![]() |
[Home]
[Databases]
[WorldLII]
[Search]
[Feedback]
Queensland Body Corporate and Community Management Commissioner - Adjudicators Orders |
Last Updated: 30 September 2005
REFERENCE: 0822-2003
ORDER OF AN ADJUDICATOR
MADE UNDER
PART 9 OF CHAPTER 6
BODY CORPORATE AND COMMUNITY
MANAGEMENT ACT 1997
|
Number of Scheme:
|
23115
|
|
Name of Scheme:
|
Westlake Villas
|
|
Address of Scheme:
|
241 Horizon Drive WESTLAKE QLD 4074
|
TAKE NOTICE that pursuant to an application made under the abovementioned Act by Richard Zande and Jocelyn Catherine Zande, the co-owners of lot 22
|
I hereby order that the application for an order
a) that the decision arrived at the annual general meeting of Westlake Villas body corporate held on 1 December 2003 disallowing a motion submitted by the applicants namely motion 13 set out in the minutes of the meeting be rescinded on the grounds that it is unreasonable and unjust, having regard to all of the circumstances of the case and the submissions, responses and the findings in Application No. 0188-2003 and further having regard to the number of yes votes recorded in response to the motion. is dismissed.
|
STATEMENT OF ADJUDICATOR’S REASONS FOR DECISION - REF
0822-2003
"Westlake Villas" CTS 23115
The applicants, Richard Zande and Jocelyn Catherine Zande, have sought an order of an adjudicator under the Body Corporate and Community Management Act 1997 (the Act) as follows:
a) An order that the decision arrived at the annual general meeting of Westlake Villas body corporate held on 1 December 2003 disallowing a motion submitted by the applicants namely motion 13 set out in the minutes of the meeting be rescinded on the grounds that it is unreasonable and unjust, having regard to all of the circumstances of the case and the submissions, responses and the findings in Application No. 0188-2003 and further having regard to the number of yes votes recorded in response to the motion.
b) An order that the applicants be permitted to erect a wooden balustrade enclosing the front porch of lot 22 and complementing the existing colour scheme of lot 22, similar to the illustration lodged at the annual general meeting.

Tasks to complete.
a. In the Westlake Villas order, rewrite the text between "b) An order" and "annual general meeting.", inclusive, changing "wooden balustrade" to "metal railing".
b. Condense the paragraph of the Westlake Villas order that begins "a) An order that the decision arrived at" into a shorter paragraph that keeps its main facts.
c. Pick up the Westlake Villas order where its text ends and continue writing it.
None of the lines in the location identification entries are needed for the work.

[Location identification entries]
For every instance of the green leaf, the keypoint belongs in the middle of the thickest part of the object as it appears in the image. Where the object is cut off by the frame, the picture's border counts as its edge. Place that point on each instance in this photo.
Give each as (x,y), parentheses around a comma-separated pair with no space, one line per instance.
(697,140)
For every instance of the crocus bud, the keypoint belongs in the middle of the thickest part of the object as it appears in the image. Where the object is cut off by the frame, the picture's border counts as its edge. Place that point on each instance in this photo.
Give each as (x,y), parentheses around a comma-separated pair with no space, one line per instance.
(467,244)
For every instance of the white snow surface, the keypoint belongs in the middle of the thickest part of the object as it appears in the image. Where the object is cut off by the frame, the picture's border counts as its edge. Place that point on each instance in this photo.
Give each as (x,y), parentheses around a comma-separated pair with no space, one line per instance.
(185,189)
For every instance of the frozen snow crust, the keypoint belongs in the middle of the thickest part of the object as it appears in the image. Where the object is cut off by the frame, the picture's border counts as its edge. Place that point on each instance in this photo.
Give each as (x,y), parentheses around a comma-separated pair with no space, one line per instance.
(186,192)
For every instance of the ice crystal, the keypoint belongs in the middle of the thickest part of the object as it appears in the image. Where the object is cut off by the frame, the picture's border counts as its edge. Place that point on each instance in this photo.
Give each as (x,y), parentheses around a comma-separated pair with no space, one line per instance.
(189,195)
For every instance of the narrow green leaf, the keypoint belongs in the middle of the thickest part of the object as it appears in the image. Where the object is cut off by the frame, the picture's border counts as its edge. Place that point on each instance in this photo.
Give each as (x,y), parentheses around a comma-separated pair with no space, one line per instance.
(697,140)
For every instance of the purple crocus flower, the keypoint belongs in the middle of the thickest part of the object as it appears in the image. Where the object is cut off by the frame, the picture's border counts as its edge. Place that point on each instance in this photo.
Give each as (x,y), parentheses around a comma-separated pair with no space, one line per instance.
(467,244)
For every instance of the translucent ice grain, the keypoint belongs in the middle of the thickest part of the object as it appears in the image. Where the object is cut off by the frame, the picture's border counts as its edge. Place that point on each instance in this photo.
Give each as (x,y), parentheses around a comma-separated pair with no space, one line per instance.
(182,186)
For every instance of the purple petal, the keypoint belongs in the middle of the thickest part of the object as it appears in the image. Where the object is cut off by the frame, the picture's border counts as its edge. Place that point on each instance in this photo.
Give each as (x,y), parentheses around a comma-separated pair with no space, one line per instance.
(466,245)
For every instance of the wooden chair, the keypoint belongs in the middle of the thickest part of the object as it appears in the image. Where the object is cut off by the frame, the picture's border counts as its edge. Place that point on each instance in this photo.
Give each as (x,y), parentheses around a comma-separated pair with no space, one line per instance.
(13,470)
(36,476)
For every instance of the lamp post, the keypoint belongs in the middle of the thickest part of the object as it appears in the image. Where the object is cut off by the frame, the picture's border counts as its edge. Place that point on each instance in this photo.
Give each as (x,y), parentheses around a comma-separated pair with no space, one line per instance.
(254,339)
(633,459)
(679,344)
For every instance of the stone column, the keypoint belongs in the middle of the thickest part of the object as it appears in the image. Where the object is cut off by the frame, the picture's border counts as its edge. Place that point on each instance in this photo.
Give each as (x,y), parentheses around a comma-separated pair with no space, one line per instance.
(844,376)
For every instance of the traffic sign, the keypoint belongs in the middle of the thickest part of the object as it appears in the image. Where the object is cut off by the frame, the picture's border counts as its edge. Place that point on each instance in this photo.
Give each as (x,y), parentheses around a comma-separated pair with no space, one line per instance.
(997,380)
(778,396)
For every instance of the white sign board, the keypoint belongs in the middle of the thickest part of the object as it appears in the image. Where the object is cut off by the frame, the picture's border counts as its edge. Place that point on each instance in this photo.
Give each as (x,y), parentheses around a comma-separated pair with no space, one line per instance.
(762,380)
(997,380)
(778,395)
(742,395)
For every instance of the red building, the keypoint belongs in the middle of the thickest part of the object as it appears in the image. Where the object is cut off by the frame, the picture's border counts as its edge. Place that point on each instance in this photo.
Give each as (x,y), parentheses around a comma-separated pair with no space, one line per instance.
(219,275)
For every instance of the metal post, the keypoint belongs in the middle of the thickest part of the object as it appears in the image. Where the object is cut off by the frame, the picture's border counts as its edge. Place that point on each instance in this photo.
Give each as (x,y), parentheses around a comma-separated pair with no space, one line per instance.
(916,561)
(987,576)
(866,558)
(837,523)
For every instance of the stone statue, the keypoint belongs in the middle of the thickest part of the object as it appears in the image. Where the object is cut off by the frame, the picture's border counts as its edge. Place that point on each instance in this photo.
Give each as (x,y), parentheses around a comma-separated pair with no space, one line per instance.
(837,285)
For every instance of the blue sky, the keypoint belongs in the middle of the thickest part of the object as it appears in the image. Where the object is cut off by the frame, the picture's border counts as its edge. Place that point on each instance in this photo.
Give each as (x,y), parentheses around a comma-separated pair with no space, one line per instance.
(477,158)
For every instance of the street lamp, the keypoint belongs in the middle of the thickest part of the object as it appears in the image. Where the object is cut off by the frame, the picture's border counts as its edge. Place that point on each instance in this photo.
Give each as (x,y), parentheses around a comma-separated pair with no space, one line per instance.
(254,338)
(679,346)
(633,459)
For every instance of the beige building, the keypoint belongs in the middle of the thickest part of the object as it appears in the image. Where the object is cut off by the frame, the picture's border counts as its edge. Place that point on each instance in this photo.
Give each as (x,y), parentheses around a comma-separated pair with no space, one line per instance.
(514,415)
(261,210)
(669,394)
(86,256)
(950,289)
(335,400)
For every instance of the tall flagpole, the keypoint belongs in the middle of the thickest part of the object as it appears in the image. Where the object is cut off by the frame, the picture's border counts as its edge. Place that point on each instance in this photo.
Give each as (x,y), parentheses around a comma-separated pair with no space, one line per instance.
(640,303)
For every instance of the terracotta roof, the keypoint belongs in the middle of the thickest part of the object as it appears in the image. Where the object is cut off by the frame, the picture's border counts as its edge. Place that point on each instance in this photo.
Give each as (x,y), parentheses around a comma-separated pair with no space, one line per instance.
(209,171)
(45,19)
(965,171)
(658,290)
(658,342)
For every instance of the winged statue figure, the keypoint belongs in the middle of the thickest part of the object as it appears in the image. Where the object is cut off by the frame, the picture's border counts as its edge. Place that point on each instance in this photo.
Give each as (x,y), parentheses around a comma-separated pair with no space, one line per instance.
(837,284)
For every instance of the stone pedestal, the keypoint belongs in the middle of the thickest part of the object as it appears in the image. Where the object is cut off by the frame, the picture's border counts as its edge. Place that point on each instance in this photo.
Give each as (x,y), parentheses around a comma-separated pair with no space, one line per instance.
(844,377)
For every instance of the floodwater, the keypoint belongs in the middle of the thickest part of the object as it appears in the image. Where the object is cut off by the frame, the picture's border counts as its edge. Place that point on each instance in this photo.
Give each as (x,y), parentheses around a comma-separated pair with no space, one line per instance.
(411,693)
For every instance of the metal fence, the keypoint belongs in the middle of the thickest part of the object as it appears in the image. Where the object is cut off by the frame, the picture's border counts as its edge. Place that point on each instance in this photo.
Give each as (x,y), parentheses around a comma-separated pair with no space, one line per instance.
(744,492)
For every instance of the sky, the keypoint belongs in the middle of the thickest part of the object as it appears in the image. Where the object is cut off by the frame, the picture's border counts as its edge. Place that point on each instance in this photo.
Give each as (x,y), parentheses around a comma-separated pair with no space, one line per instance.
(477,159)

Outputs by task.
a.
b) An order that the applicants be permitted to erect a metal railing enclosing the front porch of lot 22 and complementing the existing colour scheme of lot 22, similar to the illustration lodged at the annual general meeting.

b. The applicants seek an order rescinding the decision of the Westlake Villas body corporate's annual general meeting of 1 December 2003, which disallowed their motion 13 as recorded in the minutes. They argue the decision was unreasonable and unjust, considering all the circumstances, the submissions, the responses, the findings in Application No. 0188-2003 and the number of yes votes cast on the motion.

c.
Section 276(1) of the Act provides that
an adjudicator may make an order that is just and equitable in the circumstances
(including a declaratory
order) to resolve a dispute, in the context of a
community titles scheme, about-
(a) a claimed or anticipated contravention of the Act or the community management statement; or
(b) the exercise of rights or powers, or the performance of duties, under the Act or the community management statement; or
(c) a claimed or anticipated contractual matter about-
(i) the engagement of a person as a body corporate manager or service contractor for a community titles scheme; or
(ii) the authorisation of a person as a letting agent for a community titles
scheme.
An order may require a person to act, or prohibit a person from
acting, in a way stated in the order (section 276(2)). An adjudicator's
order may contain ancillary and consequential provisions the adjudicator
considers necessary or appropriate (section 284(1)).
In the
supporting grounds the applicants stated that they merely wish to construct a
wooden balustrade enclosing the front porch of
their lot which would be in good
taste and complementary to their building and the complex as a whole. The
applicants further stated
that it would be unjust to refuse their application,
and noted that, in any event, the by-laws of the scheme allow for such a
construction.
The body corporate committee was invited to respond to the
application. In its submission, prepared by the body corporate manager,
the
committee stated that the decision by owners to reject the applicants’
motion seeking approval for the balustrade was just
and reasonable, and should
be allowed to stand. The committee repeated its earlier opposition to the
proposal, as set out in application
0188-2003. In the submission lodged in
response to that application, the committee stated: "while the committee is
sensitive to owners wanting to change the appearance of their lot, it has
endeavoured to balance this against
maintaining the integrity and harmony of the
complex. ...The application to erect a wooden railing across the front of lot
22 would
establish a precedent and have far reaching ramifications for all lot
owners."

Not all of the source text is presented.